Exercise aim: Rewrite the lines from the one containing "Each instance of the stack" through the end of the items as a Markdown table with the columns Row and Item line, skipping blank lines and leaving out any pictures.

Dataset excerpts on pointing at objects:
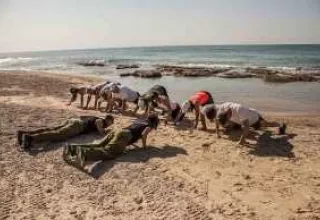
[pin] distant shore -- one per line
(183, 174)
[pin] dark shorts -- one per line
(175, 112)
(159, 90)
(210, 99)
(257, 125)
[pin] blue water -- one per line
(272, 56)
(292, 97)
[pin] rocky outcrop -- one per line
(235, 74)
(190, 71)
(284, 78)
(143, 74)
(127, 66)
(268, 75)
(92, 63)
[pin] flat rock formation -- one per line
(127, 66)
(143, 74)
(92, 63)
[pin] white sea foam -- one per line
(10, 60)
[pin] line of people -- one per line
(229, 115)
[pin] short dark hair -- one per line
(109, 117)
(153, 121)
(211, 113)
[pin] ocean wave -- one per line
(9, 60)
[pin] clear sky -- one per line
(70, 24)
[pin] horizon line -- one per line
(168, 45)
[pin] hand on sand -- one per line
(202, 129)
(241, 142)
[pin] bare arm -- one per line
(245, 131)
(144, 136)
(217, 128)
(203, 122)
(73, 98)
(99, 125)
(81, 100)
(88, 100)
(96, 96)
(197, 113)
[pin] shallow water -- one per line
(290, 98)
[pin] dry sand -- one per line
(182, 175)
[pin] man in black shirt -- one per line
(72, 127)
(113, 144)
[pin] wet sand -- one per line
(184, 174)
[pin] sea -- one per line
(300, 98)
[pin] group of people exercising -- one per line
(229, 115)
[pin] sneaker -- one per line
(25, 142)
(66, 152)
(282, 128)
(19, 136)
(81, 157)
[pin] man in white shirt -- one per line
(239, 115)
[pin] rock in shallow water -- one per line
(143, 74)
(127, 66)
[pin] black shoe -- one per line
(81, 157)
(66, 152)
(25, 142)
(19, 136)
(282, 129)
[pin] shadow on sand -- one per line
(136, 155)
(267, 144)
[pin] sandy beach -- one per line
(184, 174)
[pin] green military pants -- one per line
(111, 146)
(70, 128)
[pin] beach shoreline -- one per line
(184, 174)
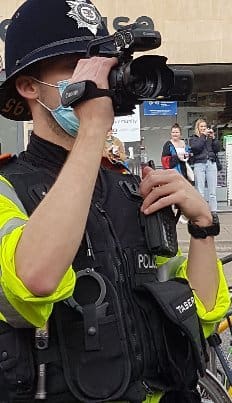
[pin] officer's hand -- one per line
(95, 69)
(161, 188)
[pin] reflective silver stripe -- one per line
(10, 225)
(9, 192)
(13, 318)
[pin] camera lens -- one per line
(144, 85)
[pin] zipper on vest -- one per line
(136, 351)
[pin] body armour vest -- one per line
(123, 333)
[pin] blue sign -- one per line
(160, 108)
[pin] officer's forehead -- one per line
(69, 60)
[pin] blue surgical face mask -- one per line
(65, 117)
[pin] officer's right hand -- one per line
(99, 110)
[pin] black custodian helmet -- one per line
(41, 29)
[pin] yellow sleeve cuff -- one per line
(222, 304)
(34, 309)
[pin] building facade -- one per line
(196, 35)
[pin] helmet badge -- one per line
(85, 14)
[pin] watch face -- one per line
(202, 232)
(73, 93)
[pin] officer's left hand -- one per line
(161, 188)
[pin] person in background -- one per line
(114, 149)
(77, 274)
(204, 147)
(175, 153)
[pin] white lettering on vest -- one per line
(186, 305)
(145, 261)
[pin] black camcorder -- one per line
(132, 81)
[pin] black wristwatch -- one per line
(202, 232)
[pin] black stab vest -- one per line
(122, 334)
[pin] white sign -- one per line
(127, 128)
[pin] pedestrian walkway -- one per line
(223, 241)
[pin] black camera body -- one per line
(133, 81)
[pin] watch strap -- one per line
(203, 232)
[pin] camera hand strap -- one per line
(82, 91)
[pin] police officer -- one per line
(72, 247)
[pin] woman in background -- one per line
(204, 147)
(175, 153)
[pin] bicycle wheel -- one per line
(211, 390)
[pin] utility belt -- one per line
(129, 335)
(96, 359)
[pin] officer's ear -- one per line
(27, 87)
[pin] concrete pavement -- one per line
(223, 241)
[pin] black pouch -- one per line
(160, 232)
(17, 362)
(92, 341)
(178, 339)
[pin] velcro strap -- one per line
(82, 91)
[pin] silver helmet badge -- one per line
(85, 14)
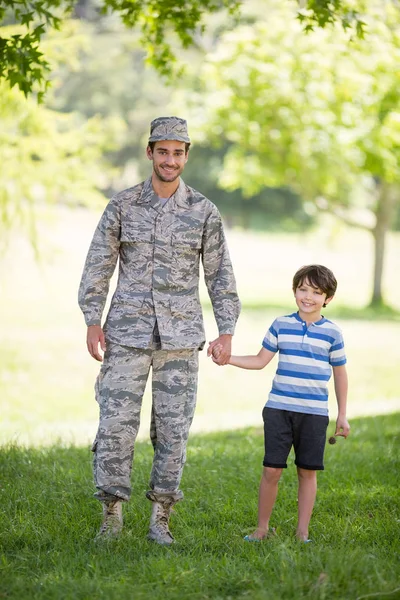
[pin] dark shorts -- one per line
(306, 433)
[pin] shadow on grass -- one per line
(48, 520)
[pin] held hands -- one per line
(95, 336)
(342, 427)
(220, 349)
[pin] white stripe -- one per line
(305, 360)
(306, 383)
(288, 338)
(315, 342)
(337, 354)
(298, 401)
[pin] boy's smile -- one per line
(310, 301)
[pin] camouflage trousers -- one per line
(119, 391)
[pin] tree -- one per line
(313, 113)
(23, 63)
(50, 157)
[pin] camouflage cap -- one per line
(169, 128)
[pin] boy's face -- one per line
(310, 300)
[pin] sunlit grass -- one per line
(47, 377)
(48, 520)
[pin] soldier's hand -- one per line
(224, 341)
(216, 352)
(95, 336)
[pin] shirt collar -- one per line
(320, 322)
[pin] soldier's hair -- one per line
(152, 144)
(318, 276)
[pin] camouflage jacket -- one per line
(159, 249)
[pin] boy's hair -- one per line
(152, 144)
(317, 276)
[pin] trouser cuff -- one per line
(165, 498)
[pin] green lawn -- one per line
(48, 520)
(47, 376)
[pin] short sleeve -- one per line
(337, 355)
(270, 341)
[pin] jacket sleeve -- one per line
(100, 264)
(218, 274)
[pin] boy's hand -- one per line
(225, 342)
(216, 353)
(342, 427)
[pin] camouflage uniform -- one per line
(155, 320)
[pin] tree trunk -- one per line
(384, 216)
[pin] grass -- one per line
(47, 377)
(48, 520)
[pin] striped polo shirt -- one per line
(306, 355)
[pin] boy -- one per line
(296, 412)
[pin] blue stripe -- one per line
(302, 375)
(304, 353)
(268, 346)
(317, 397)
(295, 408)
(337, 347)
(291, 331)
(339, 362)
(321, 336)
(313, 368)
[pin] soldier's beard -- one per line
(167, 178)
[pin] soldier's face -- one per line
(169, 159)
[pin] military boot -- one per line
(112, 519)
(159, 524)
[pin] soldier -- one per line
(159, 230)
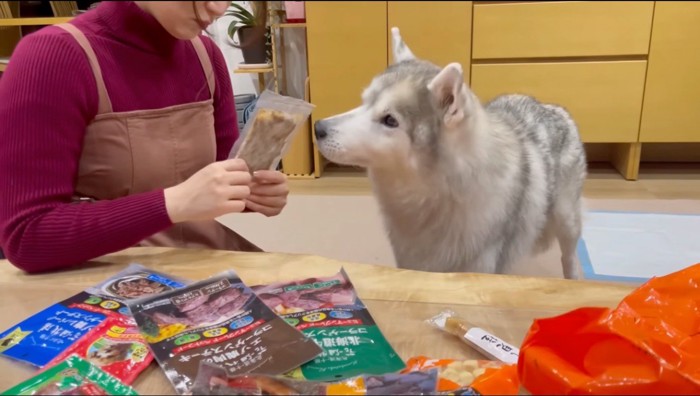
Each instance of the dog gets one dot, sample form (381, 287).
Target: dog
(462, 186)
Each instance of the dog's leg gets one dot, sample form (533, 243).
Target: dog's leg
(568, 229)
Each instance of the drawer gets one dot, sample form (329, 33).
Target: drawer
(605, 98)
(562, 29)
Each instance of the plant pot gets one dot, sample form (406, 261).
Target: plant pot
(253, 43)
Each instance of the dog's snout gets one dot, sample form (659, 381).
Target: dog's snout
(320, 128)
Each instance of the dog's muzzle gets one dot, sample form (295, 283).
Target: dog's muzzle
(320, 128)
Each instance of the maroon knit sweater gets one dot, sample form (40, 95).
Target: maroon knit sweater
(48, 96)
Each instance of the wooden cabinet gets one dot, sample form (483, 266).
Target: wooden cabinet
(561, 29)
(437, 31)
(347, 46)
(671, 110)
(604, 98)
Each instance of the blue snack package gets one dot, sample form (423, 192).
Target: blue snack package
(41, 337)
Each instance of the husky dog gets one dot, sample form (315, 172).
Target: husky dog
(462, 187)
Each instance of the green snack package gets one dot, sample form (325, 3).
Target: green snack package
(73, 376)
(328, 311)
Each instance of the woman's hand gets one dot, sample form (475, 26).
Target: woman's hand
(268, 193)
(217, 189)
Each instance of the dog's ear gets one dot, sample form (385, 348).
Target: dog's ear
(448, 90)
(401, 50)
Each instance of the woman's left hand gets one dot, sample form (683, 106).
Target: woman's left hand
(268, 193)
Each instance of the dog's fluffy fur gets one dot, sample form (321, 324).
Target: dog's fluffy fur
(463, 187)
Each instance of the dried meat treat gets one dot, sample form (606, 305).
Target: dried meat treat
(478, 338)
(115, 346)
(218, 320)
(266, 137)
(329, 311)
(72, 376)
(41, 337)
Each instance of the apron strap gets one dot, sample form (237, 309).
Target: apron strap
(105, 105)
(206, 63)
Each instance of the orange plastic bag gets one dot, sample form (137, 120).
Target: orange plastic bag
(485, 376)
(649, 344)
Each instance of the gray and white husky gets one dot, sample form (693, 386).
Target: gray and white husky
(462, 187)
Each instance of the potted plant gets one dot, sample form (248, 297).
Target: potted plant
(253, 33)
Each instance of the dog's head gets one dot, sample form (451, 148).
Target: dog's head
(405, 114)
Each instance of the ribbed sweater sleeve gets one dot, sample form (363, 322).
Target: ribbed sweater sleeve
(46, 101)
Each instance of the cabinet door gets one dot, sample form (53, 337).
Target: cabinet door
(347, 47)
(671, 110)
(604, 98)
(437, 31)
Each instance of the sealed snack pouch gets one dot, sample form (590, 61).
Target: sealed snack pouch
(413, 383)
(115, 346)
(43, 336)
(72, 376)
(213, 380)
(329, 312)
(648, 344)
(471, 376)
(218, 320)
(484, 342)
(269, 132)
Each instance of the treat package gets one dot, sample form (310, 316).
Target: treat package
(488, 344)
(267, 135)
(44, 335)
(72, 376)
(136, 281)
(414, 383)
(213, 380)
(328, 311)
(485, 377)
(648, 344)
(221, 321)
(115, 346)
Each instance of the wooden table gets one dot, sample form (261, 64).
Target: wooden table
(399, 300)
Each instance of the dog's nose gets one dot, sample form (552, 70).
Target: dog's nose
(320, 128)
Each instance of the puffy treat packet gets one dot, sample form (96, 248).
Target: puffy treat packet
(213, 380)
(44, 335)
(478, 338)
(267, 135)
(328, 311)
(115, 346)
(73, 376)
(218, 320)
(469, 376)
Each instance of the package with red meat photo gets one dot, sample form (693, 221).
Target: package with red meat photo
(115, 346)
(218, 320)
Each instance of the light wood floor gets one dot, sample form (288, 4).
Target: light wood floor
(656, 181)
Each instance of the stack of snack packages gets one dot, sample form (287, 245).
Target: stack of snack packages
(220, 336)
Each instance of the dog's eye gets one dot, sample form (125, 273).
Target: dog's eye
(390, 121)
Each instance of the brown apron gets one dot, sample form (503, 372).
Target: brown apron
(138, 151)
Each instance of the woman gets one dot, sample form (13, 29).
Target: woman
(116, 129)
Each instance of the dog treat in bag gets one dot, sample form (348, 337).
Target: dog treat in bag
(221, 321)
(328, 311)
(136, 281)
(470, 376)
(115, 346)
(213, 380)
(483, 341)
(267, 135)
(43, 336)
(73, 376)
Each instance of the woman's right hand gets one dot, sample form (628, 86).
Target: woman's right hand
(217, 189)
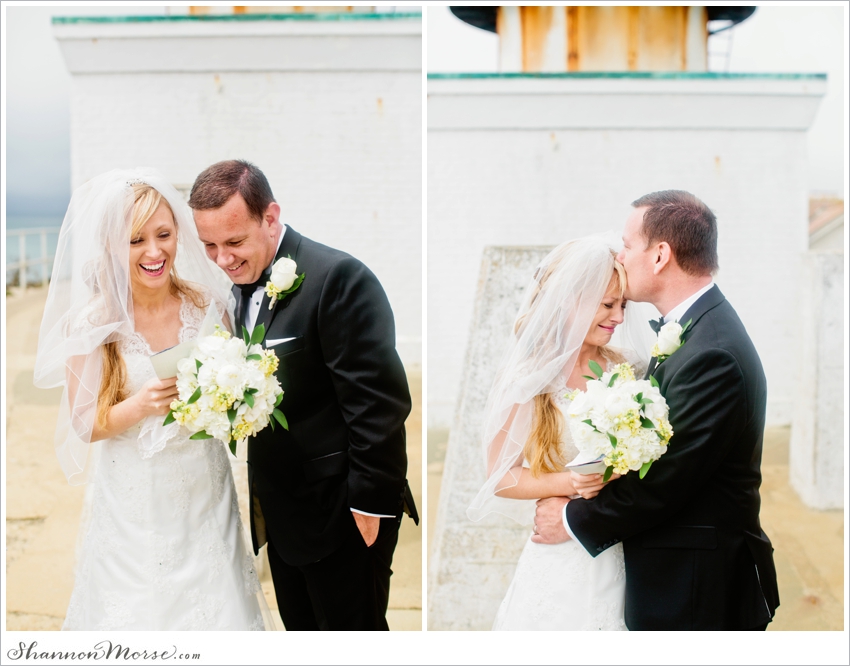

Solution to the problem:
| Row | Item line |
|---|---|
| 1 | Each instance of the stack of snack packages gets one dot, sample form (287, 245). |
| 2 | Target: stack of snack packages |
| 3 | (220, 336) |
| 4 | Each instance of the dog's eye gets one dot, sample form (125, 273). |
| 5 | Target: dog's eye |
| 6 | (390, 121) |
| 7 | Each instance of the brown apron gets one dot, sample form (503, 372). |
| 8 | Target: brown apron |
| 9 | (138, 151) |
| 10 | Each instance of the woman gets one dot, sample form (13, 29). |
| 11 | Target: woman |
| 12 | (116, 129) |
| 13 | Each instance of the dog treat in bag gets one dot, sample form (348, 337). |
| 14 | Target: dog treat in bag |
| 15 | (221, 321) |
| 16 | (328, 311) |
| 17 | (136, 281) |
| 18 | (470, 376) |
| 19 | (115, 346) |
| 20 | (213, 380) |
| 21 | (483, 341) |
| 22 | (267, 135) |
| 23 | (43, 336) |
| 24 | (73, 376) |
| 25 | Each instance of the woman's right hand gets one dot, sample form (628, 86). |
| 26 | Target: woman's right hand |
| 27 | (217, 189) |